TASK REQUIREMENTS:
Restate word for word every entry that appears below, skipping its pictures.

DATA FOR ANALYSIS:
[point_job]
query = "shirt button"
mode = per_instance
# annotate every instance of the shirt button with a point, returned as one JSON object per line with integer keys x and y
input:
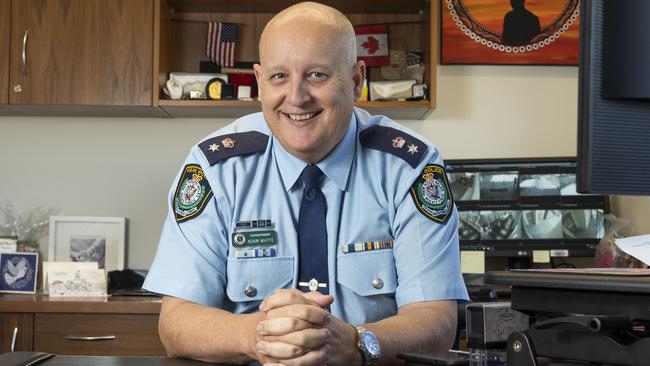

FINAL ANSWER:
[point_job]
query = "shirt button"
mode = per_instance
# annotate every instance of the shirt button with a point, returned as one JSON object per line with integer keys x and y
input:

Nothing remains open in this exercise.